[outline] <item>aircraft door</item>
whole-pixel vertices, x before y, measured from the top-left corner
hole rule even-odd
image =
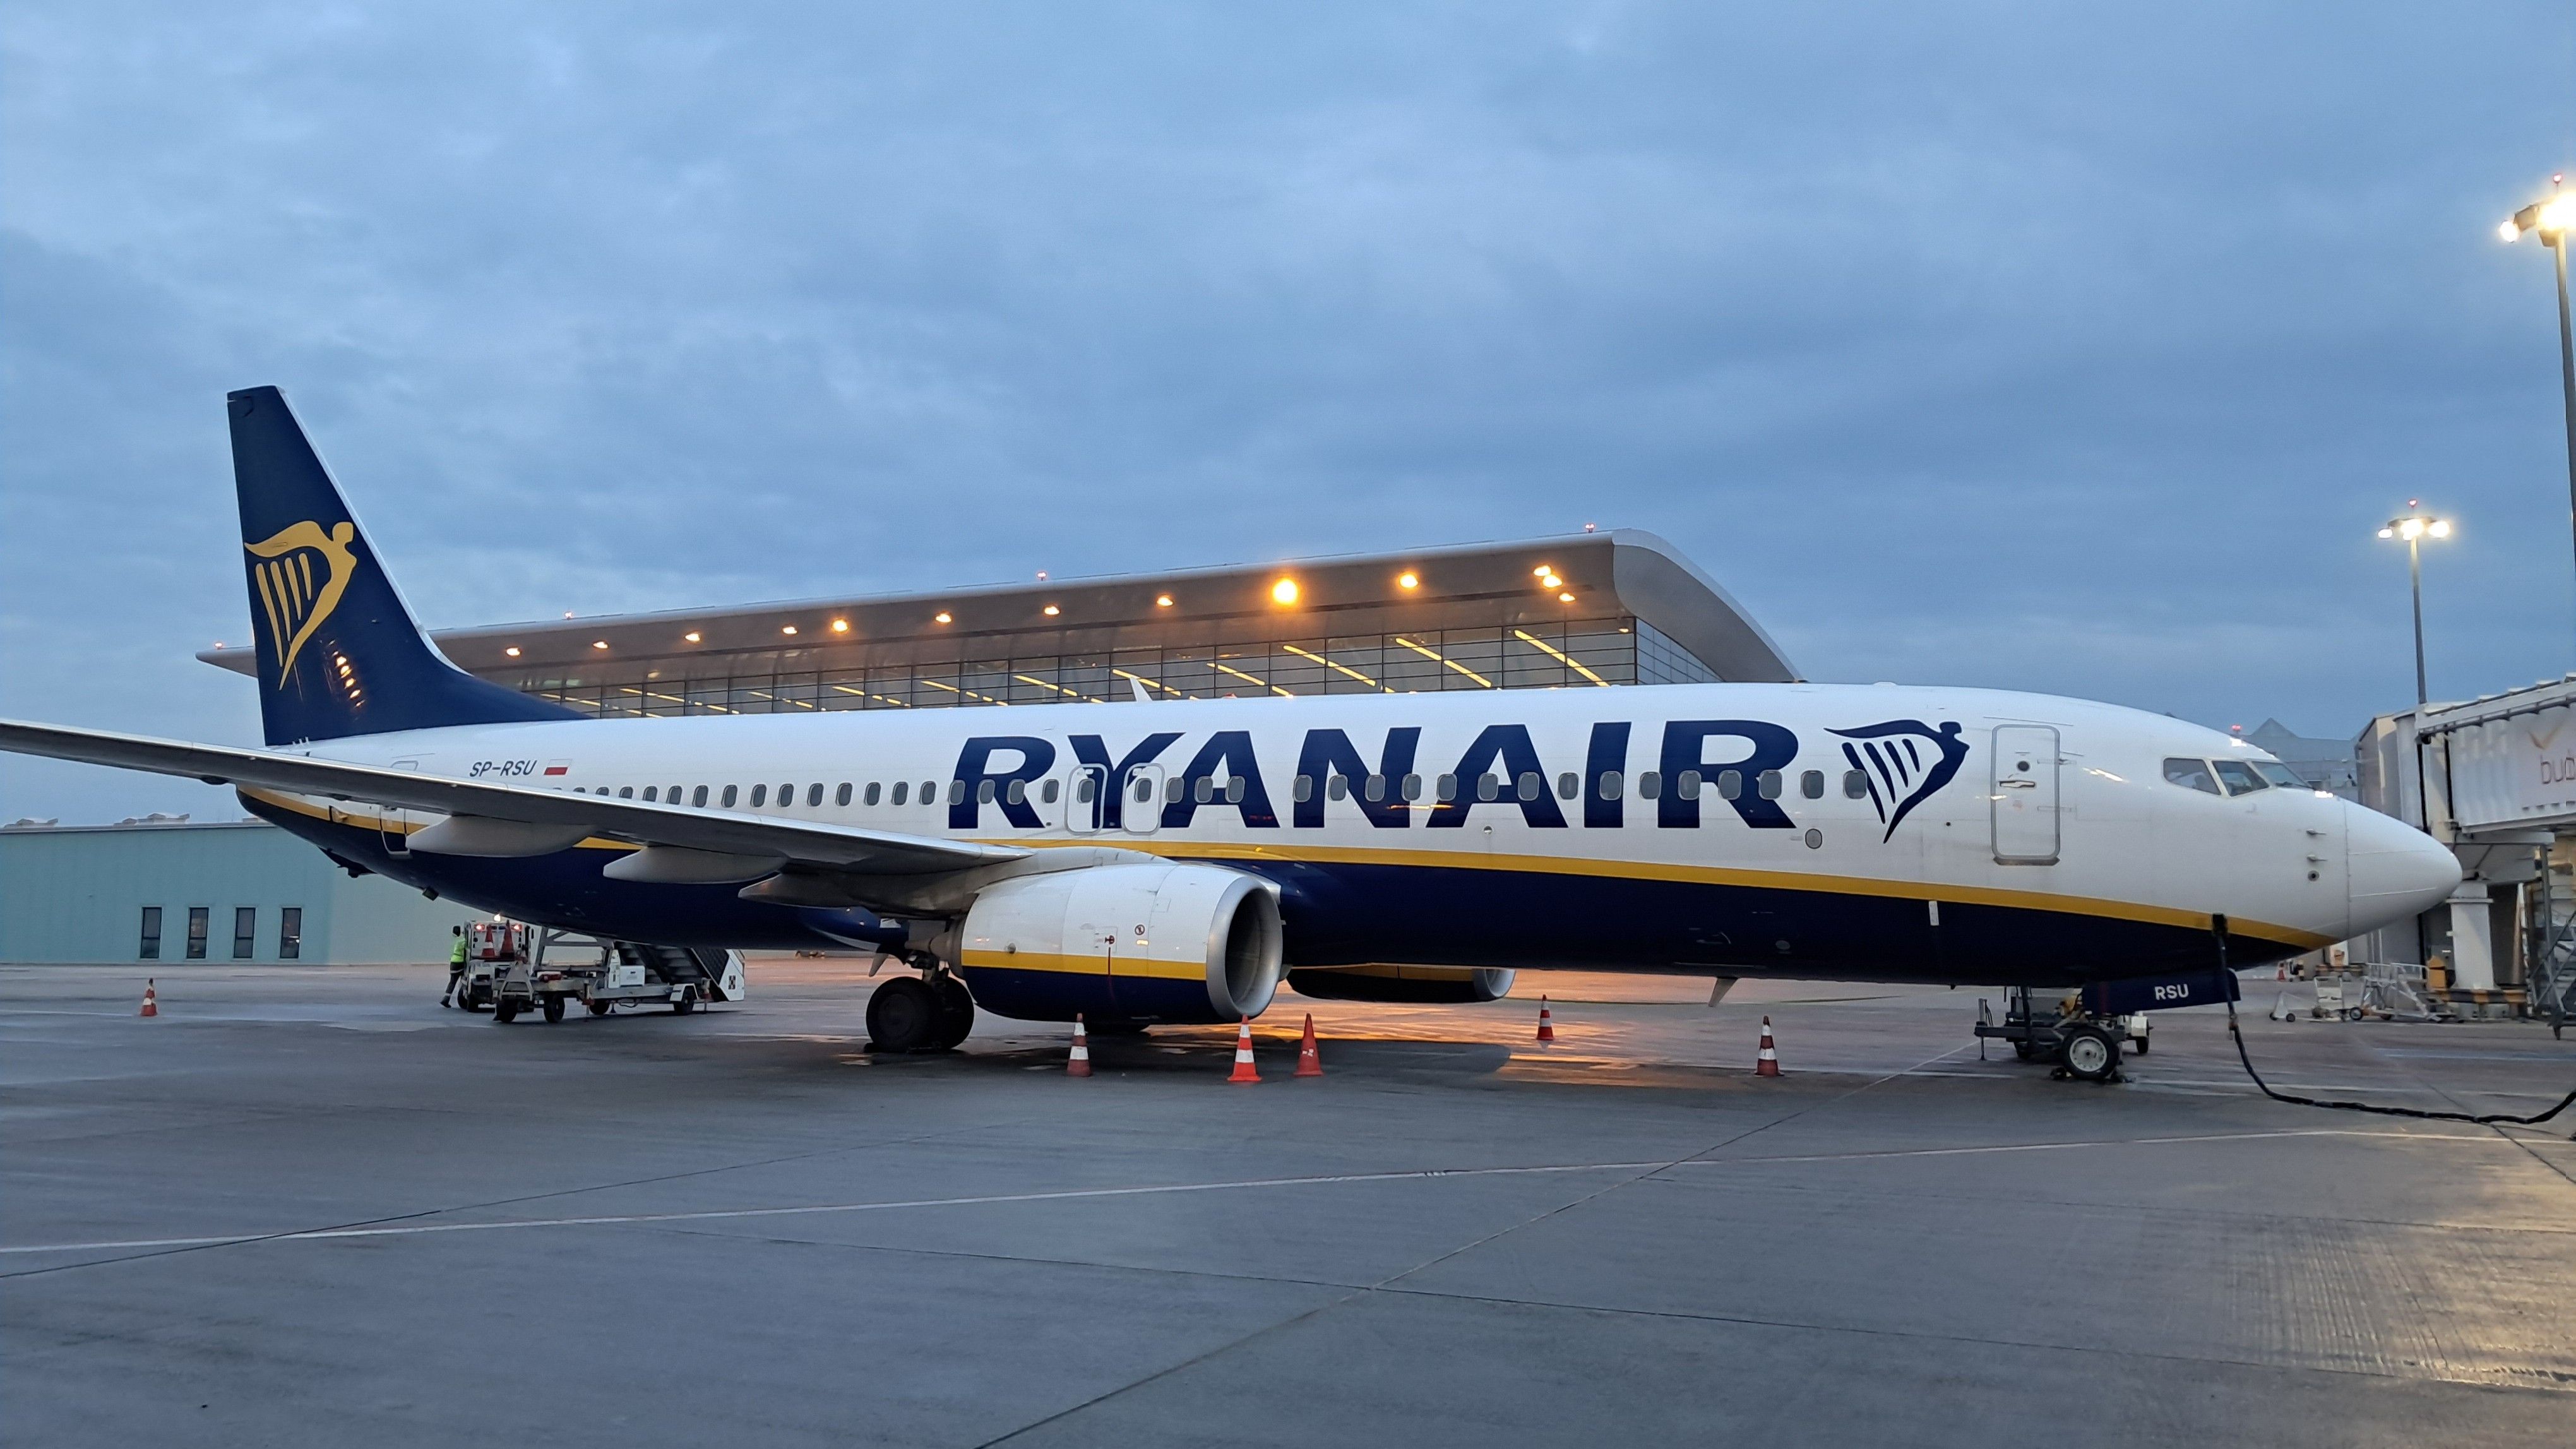
[[[1163,767],[1138,765],[1127,772],[1127,797],[1119,818],[1130,835],[1151,835],[1163,828]]]
[[[394,761],[394,768],[397,770],[417,770],[420,768],[420,761],[396,760]],[[411,824],[412,816],[415,813],[416,812],[414,811],[405,810],[393,805],[379,805],[376,807],[377,839],[383,843],[385,854],[411,854]]]
[[[1108,810],[1109,771],[1099,765],[1077,765],[1064,782],[1064,828],[1069,835],[1095,835]]]
[[[1995,863],[2057,864],[2057,731],[1995,726]]]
..............................
Output the records exactly as they appear, skipping any pictures.

ANSWER —
[outline] <item>aircraft door</item>
whole-pixel vertices, x before y, measured from the top-left corner
hole rule even-odd
image =
[[[1163,767],[1138,765],[1127,772],[1127,797],[1119,818],[1130,835],[1151,835],[1163,828]]]
[[[394,761],[394,768],[397,770],[417,770],[420,768],[420,761],[396,760]],[[411,824],[412,816],[415,813],[416,812],[414,811],[405,810],[393,805],[379,805],[376,807],[377,839],[383,843],[385,854],[411,854]]]
[[[1108,810],[1109,771],[1099,765],[1077,765],[1064,782],[1064,828],[1069,835],[1095,835]]]
[[[1995,863],[2057,864],[2057,731],[1995,726]]]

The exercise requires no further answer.